* Given problem: Reproduce the records verbatim from the line that contains "Q: Mark a point on every instance of the pond" through the end of the records, with both ends included.

-------

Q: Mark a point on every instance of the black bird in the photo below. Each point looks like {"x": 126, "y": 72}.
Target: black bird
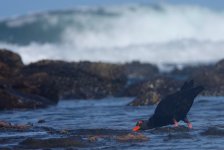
{"x": 172, "y": 108}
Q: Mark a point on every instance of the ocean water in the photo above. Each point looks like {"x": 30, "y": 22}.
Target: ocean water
{"x": 112, "y": 115}
{"x": 158, "y": 34}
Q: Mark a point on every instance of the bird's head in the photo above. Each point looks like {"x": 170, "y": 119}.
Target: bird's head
{"x": 140, "y": 125}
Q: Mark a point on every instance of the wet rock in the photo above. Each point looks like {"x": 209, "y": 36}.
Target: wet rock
{"x": 32, "y": 143}
{"x": 152, "y": 91}
{"x": 213, "y": 131}
{"x": 38, "y": 84}
{"x": 7, "y": 125}
{"x": 84, "y": 80}
{"x": 41, "y": 121}
{"x": 11, "y": 99}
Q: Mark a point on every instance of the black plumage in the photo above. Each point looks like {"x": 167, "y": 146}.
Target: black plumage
{"x": 172, "y": 108}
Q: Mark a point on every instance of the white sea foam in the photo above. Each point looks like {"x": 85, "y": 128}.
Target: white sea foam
{"x": 164, "y": 34}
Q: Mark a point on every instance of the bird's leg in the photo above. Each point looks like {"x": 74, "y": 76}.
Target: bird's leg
{"x": 175, "y": 123}
{"x": 188, "y": 123}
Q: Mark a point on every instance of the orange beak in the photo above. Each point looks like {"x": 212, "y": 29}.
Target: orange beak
{"x": 136, "y": 128}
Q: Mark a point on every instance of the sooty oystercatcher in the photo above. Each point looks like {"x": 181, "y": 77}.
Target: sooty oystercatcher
{"x": 172, "y": 108}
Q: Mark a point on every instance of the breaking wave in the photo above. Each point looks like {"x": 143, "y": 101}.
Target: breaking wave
{"x": 159, "y": 34}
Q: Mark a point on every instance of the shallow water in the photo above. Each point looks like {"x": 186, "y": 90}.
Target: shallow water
{"x": 112, "y": 116}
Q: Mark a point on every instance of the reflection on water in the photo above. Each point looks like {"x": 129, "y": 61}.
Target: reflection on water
{"x": 112, "y": 116}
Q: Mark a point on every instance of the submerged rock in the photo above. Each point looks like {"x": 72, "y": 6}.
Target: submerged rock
{"x": 132, "y": 137}
{"x": 213, "y": 131}
{"x": 31, "y": 143}
{"x": 8, "y": 125}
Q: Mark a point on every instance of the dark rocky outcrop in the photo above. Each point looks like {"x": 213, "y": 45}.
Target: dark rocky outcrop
{"x": 43, "y": 83}
{"x": 31, "y": 143}
{"x": 83, "y": 80}
{"x": 152, "y": 91}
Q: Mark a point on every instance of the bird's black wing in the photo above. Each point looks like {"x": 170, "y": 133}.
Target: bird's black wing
{"x": 187, "y": 85}
{"x": 168, "y": 106}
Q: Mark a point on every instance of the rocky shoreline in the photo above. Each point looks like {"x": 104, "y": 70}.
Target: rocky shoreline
{"x": 44, "y": 83}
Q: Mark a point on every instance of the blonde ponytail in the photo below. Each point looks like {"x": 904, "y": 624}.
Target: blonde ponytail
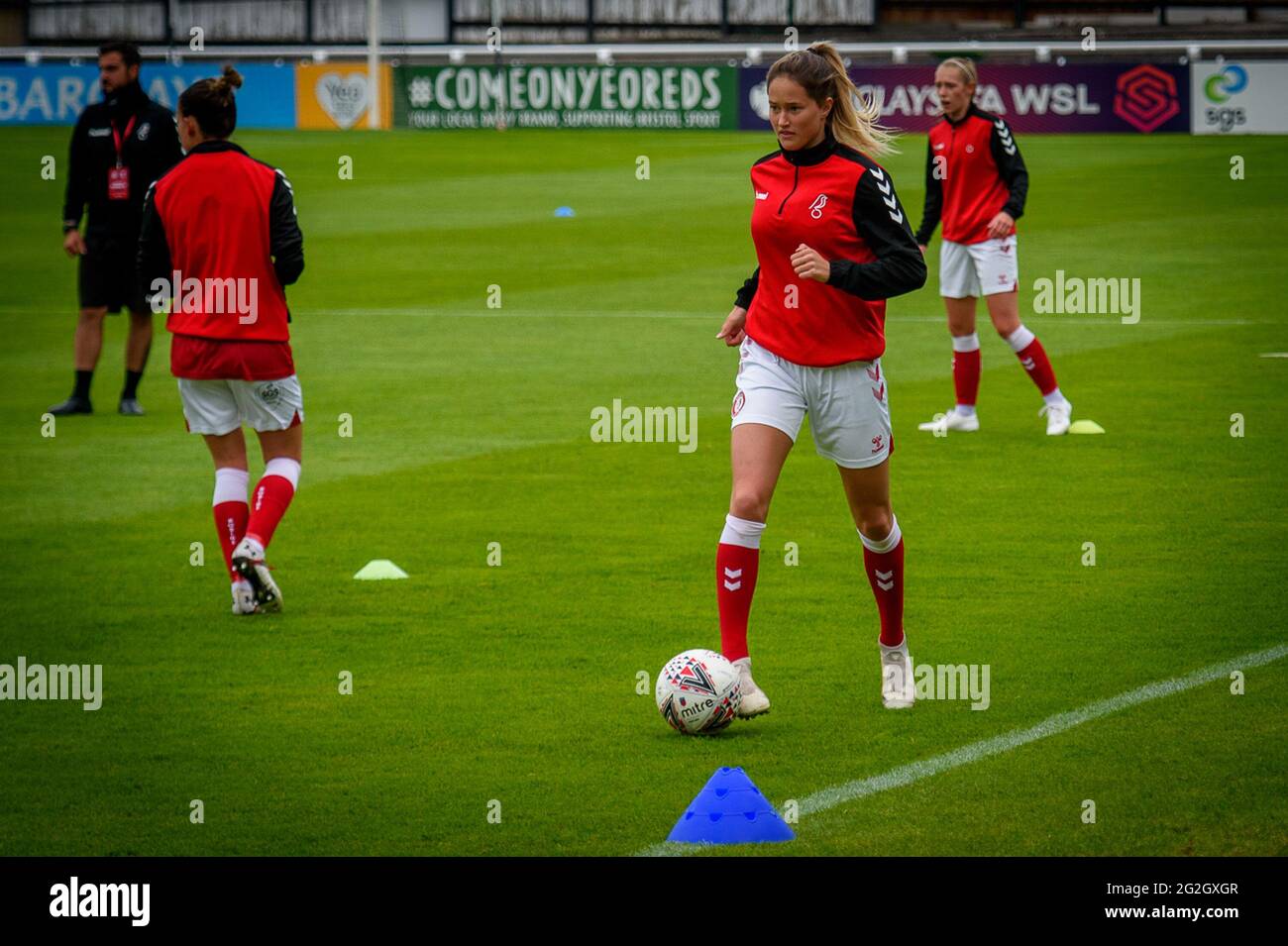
{"x": 855, "y": 120}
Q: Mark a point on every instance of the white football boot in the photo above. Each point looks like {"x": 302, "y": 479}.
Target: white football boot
{"x": 244, "y": 597}
{"x": 897, "y": 684}
{"x": 1057, "y": 417}
{"x": 249, "y": 563}
{"x": 953, "y": 420}
{"x": 754, "y": 700}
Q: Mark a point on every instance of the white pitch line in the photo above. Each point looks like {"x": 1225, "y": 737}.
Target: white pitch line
{"x": 974, "y": 752}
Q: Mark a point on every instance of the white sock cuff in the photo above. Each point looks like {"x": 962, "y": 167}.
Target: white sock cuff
{"x": 284, "y": 468}
{"x": 741, "y": 532}
{"x": 1020, "y": 339}
{"x": 888, "y": 543}
{"x": 231, "y": 484}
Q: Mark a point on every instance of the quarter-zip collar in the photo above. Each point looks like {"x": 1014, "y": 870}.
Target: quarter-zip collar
{"x": 215, "y": 145}
{"x": 804, "y": 158}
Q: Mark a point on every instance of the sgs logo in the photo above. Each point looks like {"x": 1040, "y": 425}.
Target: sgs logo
{"x": 1220, "y": 88}
{"x": 1225, "y": 119}
{"x": 1229, "y": 81}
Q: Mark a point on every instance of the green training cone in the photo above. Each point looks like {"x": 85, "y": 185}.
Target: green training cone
{"x": 377, "y": 569}
{"x": 1086, "y": 428}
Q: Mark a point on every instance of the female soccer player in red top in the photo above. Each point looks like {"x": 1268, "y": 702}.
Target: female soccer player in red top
{"x": 219, "y": 237}
{"x": 832, "y": 244}
{"x": 977, "y": 184}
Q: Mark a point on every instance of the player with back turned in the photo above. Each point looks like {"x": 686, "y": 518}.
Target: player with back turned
{"x": 119, "y": 147}
{"x": 833, "y": 244}
{"x": 223, "y": 226}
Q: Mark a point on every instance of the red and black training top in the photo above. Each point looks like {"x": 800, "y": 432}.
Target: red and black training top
{"x": 841, "y": 203}
{"x": 220, "y": 215}
{"x": 974, "y": 171}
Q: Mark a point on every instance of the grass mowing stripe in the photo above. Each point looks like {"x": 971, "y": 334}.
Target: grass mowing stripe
{"x": 974, "y": 752}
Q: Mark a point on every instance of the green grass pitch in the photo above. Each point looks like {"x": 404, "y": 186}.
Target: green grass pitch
{"x": 471, "y": 425}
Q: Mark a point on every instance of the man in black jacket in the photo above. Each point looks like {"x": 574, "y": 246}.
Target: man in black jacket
{"x": 120, "y": 146}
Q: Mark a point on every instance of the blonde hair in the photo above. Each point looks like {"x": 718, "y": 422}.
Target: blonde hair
{"x": 965, "y": 65}
{"x": 213, "y": 103}
{"x": 820, "y": 72}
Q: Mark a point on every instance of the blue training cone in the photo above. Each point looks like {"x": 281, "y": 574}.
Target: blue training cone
{"x": 729, "y": 809}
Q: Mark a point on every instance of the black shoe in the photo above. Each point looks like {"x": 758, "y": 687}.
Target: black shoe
{"x": 72, "y": 405}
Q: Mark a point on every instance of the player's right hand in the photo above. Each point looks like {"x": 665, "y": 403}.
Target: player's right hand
{"x": 73, "y": 244}
{"x": 732, "y": 330}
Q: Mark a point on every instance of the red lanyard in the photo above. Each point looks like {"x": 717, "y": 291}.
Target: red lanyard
{"x": 119, "y": 139}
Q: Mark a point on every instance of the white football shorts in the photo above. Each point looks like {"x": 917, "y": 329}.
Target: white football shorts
{"x": 978, "y": 269}
{"x": 848, "y": 404}
{"x": 220, "y": 405}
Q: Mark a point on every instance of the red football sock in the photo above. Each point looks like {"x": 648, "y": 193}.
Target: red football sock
{"x": 1038, "y": 366}
{"x": 885, "y": 575}
{"x": 271, "y": 495}
{"x": 231, "y": 520}
{"x": 735, "y": 580}
{"x": 966, "y": 376}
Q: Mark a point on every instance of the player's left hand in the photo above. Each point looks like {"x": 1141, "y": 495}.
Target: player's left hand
{"x": 1000, "y": 226}
{"x": 809, "y": 264}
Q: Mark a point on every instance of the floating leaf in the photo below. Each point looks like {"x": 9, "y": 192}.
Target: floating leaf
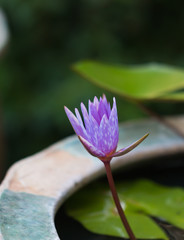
{"x": 94, "y": 208}
{"x": 141, "y": 82}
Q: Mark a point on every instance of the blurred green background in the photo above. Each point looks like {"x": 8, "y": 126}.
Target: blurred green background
{"x": 46, "y": 37}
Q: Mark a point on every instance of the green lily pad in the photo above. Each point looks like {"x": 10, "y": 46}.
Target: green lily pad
{"x": 94, "y": 208}
{"x": 141, "y": 82}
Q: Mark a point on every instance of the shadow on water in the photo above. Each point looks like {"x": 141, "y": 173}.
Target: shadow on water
{"x": 167, "y": 171}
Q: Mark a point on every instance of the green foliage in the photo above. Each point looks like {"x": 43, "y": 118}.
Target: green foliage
{"x": 142, "y": 82}
{"x": 47, "y": 37}
{"x": 141, "y": 199}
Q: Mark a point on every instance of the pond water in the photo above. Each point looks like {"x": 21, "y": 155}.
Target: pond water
{"x": 167, "y": 171}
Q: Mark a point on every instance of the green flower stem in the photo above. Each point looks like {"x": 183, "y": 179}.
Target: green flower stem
{"x": 116, "y": 200}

-------

* Problem solution:
Q: Mark a point on every instance of the pond water in the photo above. Each point looks like {"x": 21, "y": 155}.
Target: pond water
{"x": 167, "y": 171}
Q: Mark a point on every instance of the green flower stem in the photo above. Each point looks like {"x": 183, "y": 179}.
Target: green flower stem
{"x": 116, "y": 200}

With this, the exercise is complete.